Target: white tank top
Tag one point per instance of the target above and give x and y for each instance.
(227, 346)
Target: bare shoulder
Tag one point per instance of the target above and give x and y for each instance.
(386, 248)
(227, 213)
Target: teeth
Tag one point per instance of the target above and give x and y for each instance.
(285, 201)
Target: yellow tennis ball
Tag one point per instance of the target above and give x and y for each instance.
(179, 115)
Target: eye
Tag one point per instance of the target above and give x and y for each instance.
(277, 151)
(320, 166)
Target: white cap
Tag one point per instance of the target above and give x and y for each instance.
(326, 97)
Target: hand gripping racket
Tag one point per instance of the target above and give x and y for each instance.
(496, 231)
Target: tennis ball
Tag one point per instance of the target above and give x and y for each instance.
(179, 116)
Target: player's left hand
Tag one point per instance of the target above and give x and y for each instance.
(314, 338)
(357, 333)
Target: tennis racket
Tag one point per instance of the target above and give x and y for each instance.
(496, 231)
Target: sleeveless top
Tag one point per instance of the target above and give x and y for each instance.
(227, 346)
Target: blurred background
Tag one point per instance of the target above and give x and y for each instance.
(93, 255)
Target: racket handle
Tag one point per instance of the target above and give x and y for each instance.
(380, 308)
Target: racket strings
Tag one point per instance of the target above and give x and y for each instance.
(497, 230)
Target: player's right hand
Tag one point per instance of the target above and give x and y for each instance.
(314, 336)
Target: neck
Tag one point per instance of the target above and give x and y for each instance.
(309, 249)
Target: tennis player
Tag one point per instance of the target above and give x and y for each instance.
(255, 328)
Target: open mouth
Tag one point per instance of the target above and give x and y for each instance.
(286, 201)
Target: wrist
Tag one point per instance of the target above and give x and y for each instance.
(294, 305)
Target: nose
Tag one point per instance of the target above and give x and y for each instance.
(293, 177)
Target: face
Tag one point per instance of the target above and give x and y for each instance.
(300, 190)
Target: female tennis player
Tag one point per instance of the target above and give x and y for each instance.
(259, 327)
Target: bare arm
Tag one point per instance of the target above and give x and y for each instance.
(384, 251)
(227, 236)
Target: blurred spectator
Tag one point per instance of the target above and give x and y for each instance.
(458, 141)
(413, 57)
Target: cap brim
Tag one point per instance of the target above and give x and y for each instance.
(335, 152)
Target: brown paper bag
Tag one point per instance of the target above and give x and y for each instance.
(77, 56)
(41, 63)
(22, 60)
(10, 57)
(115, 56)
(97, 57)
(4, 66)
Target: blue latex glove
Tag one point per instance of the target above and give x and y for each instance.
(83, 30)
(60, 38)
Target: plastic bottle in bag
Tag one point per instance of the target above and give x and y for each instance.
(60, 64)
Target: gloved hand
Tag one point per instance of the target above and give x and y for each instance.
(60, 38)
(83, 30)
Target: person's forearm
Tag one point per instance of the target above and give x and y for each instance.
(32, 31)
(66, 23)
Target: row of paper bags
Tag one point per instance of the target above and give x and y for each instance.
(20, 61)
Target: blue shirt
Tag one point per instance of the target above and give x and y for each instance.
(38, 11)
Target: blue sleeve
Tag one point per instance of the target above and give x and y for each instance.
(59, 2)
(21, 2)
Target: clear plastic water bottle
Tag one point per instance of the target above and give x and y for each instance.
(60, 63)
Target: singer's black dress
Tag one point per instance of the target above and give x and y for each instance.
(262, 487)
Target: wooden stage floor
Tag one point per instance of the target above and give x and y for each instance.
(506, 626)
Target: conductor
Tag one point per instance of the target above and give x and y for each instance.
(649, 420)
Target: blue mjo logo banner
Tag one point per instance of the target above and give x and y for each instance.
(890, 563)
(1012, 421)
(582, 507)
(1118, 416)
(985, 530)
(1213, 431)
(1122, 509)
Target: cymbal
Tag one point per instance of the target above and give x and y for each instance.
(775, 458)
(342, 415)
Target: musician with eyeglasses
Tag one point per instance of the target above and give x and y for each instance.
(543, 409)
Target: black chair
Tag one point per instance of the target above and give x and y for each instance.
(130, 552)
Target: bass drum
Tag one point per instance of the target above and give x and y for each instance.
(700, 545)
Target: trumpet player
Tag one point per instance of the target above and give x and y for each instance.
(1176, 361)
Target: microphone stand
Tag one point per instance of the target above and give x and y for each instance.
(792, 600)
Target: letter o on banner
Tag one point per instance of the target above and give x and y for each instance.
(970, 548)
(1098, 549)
++++++++
Exercise instructions: Copy out again, word for word, the lines from the one containing "Target: letter o on banner" through the last line above, including both.

Solved problem:
Target: letter o on banner
Tag one point per instance of the target above and give x and y for each instance.
(970, 548)
(1098, 549)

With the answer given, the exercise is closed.